=== Task instructions ===
Rewrite everything from the line containing "Task: indicate the man with" down to the end of the listing below, changing "bicycle" to "scooter" and leaving the rest as is.

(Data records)
* BEGIN *

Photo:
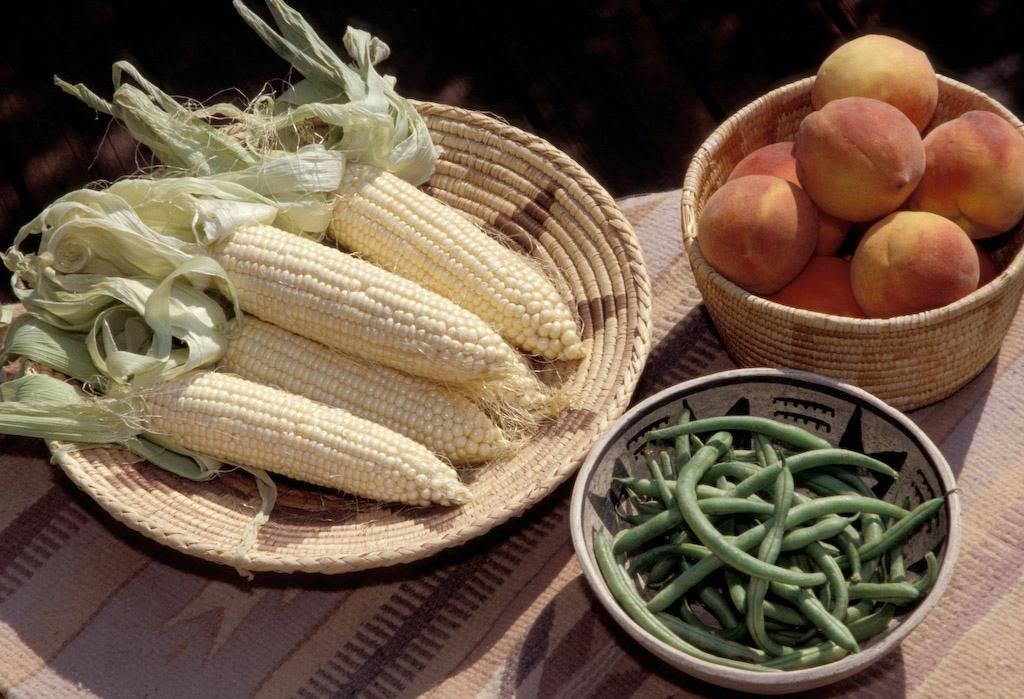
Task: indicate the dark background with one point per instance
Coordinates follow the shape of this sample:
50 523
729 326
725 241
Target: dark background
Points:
630 88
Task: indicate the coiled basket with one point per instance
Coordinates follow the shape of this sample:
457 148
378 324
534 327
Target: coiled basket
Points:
537 199
908 361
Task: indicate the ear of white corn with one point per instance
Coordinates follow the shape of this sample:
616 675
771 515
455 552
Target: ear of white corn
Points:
397 226
356 307
442 420
242 422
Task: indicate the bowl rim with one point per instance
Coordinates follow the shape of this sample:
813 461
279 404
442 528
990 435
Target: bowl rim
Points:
978 298
751 680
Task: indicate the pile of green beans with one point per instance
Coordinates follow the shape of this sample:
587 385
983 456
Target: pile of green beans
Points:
775 558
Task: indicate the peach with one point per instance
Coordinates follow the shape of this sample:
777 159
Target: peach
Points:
824 287
986 266
911 261
881 68
758 231
778 160
858 159
974 174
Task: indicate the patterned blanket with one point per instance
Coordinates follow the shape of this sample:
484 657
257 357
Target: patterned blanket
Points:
88 608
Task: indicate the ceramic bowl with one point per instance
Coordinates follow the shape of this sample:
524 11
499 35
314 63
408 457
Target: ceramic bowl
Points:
841 413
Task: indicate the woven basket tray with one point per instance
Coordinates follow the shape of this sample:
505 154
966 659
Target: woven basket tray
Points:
908 361
531 194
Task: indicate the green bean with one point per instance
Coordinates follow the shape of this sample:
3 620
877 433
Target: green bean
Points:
768 553
859 611
794 639
662 570
839 594
826 527
747 455
649 526
903 592
897 567
760 480
901 530
870 532
686 501
733 470
631 602
704 490
809 606
924 583
710 642
848 544
823 484
790 434
648 558
773 610
630 539
862 629
663 489
718 606
798 515
732 506
637 520
852 479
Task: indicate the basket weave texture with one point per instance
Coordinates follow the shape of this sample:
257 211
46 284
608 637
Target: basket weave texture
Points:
908 361
536 198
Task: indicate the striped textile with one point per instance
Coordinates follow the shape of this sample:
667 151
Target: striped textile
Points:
88 608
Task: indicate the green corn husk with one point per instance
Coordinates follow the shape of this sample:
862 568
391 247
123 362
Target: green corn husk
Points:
349 108
43 406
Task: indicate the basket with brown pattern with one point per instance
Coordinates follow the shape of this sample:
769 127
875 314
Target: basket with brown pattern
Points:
909 360
527 192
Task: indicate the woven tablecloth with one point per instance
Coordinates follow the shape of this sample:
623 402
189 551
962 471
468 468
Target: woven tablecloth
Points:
88 608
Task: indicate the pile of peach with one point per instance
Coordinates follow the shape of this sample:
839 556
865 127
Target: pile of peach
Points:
859 177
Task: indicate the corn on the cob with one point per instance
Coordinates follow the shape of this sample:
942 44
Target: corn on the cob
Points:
242 422
397 226
443 421
354 306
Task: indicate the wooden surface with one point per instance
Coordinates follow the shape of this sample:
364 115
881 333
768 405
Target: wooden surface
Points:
630 88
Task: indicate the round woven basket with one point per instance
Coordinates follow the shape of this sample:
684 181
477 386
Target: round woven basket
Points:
908 361
527 192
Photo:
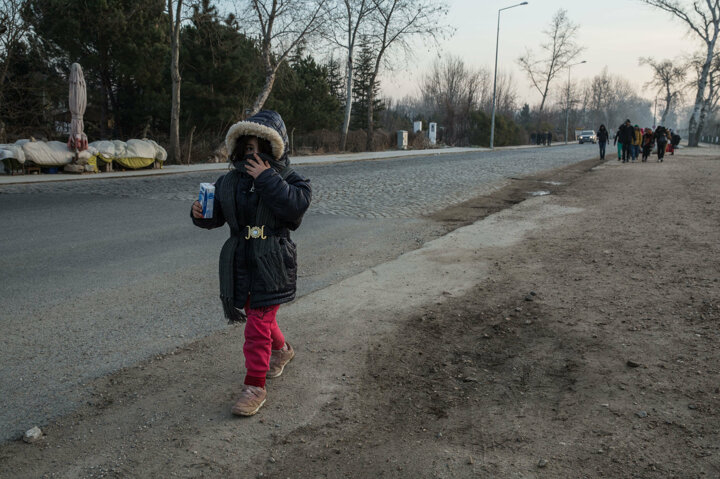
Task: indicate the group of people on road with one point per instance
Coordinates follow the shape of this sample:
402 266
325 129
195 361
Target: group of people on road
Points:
542 138
633 142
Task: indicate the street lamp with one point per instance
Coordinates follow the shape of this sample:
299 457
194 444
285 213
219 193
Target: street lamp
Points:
567 109
497 43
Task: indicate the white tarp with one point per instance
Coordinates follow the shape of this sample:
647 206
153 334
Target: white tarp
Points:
12 152
116 149
47 153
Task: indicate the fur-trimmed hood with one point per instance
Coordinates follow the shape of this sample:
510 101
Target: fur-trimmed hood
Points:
265 124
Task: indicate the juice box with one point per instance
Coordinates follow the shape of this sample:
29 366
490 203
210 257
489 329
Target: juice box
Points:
207 198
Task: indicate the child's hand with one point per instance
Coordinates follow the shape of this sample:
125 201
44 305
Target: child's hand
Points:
197 210
256 166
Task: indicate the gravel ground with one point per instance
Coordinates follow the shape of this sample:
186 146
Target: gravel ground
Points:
99 275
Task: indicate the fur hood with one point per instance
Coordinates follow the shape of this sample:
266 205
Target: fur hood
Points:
265 124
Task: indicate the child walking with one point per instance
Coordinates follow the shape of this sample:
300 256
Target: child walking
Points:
261 199
648 141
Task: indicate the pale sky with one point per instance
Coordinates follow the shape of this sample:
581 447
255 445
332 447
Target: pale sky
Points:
615 33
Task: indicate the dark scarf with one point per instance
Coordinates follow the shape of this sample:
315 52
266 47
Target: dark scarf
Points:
267 253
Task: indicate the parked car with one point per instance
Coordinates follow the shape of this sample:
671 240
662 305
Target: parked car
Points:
587 136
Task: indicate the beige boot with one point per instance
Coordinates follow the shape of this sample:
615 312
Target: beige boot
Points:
251 400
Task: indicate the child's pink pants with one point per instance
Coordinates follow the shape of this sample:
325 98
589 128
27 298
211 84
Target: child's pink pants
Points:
262 335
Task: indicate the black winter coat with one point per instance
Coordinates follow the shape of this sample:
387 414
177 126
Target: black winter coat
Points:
288 199
626 134
603 136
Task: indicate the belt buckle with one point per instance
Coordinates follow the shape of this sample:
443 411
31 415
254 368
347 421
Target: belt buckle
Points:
256 232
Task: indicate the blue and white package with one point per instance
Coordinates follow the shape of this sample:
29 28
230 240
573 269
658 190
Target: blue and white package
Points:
207 198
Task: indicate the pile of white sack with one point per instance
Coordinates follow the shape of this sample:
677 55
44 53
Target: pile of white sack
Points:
130 154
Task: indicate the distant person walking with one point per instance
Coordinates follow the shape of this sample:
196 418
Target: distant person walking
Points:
661 139
627 133
637 141
648 142
674 140
603 137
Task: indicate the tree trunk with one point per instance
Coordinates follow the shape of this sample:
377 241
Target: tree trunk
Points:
103 111
265 92
348 102
175 153
370 144
668 101
693 132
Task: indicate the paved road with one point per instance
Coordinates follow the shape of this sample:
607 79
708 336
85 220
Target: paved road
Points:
98 275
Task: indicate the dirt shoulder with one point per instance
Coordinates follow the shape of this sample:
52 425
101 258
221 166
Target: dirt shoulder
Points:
570 335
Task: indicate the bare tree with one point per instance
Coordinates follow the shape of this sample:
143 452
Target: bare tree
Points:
600 98
451 92
668 79
349 18
703 19
394 24
281 25
12 31
712 89
556 54
174 11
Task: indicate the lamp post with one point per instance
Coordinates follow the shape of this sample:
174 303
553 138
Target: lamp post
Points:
497 44
567 109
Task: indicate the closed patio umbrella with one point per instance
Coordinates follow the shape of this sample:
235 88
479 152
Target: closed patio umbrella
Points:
77 103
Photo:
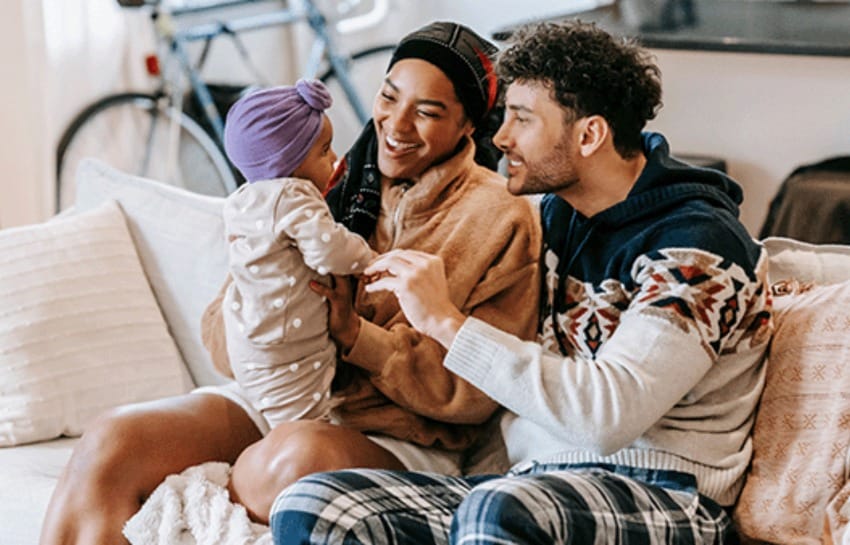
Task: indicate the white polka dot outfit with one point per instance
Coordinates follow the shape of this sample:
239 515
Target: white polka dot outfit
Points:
282 236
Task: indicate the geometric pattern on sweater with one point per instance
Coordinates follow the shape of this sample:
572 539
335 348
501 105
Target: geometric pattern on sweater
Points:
698 292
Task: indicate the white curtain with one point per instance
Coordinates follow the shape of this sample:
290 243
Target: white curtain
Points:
58 55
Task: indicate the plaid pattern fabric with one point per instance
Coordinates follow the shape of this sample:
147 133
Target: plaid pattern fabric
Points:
547 504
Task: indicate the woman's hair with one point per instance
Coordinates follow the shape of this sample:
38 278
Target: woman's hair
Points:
590 73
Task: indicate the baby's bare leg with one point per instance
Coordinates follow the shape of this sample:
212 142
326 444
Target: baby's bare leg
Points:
127 452
293 450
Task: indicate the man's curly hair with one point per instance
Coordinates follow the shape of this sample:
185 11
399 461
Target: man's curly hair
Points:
591 73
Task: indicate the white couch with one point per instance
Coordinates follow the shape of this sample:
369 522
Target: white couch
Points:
179 242
177 238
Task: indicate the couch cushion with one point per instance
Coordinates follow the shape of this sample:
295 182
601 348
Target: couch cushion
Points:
180 239
819 263
802 430
80 331
29 474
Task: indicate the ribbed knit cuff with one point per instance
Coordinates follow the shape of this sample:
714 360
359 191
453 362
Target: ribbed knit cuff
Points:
474 351
372 347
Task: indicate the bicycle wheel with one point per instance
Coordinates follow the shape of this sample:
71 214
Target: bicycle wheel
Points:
366 72
131 131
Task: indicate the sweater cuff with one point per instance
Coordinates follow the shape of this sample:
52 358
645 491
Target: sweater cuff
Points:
473 352
372 348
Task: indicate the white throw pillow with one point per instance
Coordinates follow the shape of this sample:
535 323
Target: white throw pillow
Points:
80 330
180 239
822 264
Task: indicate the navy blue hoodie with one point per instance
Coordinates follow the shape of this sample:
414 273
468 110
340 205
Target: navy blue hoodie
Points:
672 205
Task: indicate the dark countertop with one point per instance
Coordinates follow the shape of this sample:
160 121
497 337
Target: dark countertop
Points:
790 28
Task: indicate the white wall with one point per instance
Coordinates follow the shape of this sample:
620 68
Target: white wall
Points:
764 114
21 119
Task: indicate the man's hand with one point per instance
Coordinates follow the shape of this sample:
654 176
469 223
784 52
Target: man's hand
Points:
343 321
418 280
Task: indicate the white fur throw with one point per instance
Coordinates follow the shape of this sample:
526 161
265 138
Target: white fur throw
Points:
194 508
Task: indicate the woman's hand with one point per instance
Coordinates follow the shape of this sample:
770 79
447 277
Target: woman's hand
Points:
418 280
343 321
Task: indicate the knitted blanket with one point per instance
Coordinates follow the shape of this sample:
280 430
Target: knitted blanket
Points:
194 508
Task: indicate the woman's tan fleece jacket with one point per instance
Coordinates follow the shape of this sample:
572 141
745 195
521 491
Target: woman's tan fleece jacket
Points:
490 243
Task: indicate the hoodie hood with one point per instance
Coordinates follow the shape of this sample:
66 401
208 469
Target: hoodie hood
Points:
667 182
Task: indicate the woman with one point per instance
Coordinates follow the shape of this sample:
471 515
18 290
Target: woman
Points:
410 181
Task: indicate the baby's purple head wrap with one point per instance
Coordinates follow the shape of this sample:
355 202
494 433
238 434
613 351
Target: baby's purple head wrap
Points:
269 132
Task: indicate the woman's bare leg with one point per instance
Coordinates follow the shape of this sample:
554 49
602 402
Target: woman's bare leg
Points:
294 450
127 452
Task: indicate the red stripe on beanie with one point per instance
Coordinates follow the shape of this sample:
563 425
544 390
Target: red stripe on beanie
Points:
492 83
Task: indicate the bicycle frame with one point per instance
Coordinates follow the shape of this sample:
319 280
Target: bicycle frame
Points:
323 46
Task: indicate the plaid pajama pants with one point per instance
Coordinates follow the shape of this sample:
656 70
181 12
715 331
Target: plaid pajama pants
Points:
548 504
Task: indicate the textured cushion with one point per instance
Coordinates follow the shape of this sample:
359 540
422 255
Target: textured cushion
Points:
180 240
80 331
802 430
819 263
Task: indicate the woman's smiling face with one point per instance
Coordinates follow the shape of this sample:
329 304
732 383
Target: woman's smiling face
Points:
418 119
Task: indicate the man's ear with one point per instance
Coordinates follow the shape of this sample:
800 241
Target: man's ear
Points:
593 132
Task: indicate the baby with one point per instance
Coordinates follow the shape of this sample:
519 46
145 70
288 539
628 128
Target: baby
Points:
282 236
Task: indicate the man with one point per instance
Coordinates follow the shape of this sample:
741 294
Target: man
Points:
629 421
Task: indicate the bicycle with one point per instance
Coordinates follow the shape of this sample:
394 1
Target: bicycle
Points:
151 134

* END *

=== Solved problem ===
Task: indicate the man with one point per instance
Coordinates follow the shape of this sample:
741 294
Target: man
Points:
629 421
Task: indicate the scooter with one point per instance
Coordinates follow the shape of this sample:
394 1
Target: scooter
Points:
151 134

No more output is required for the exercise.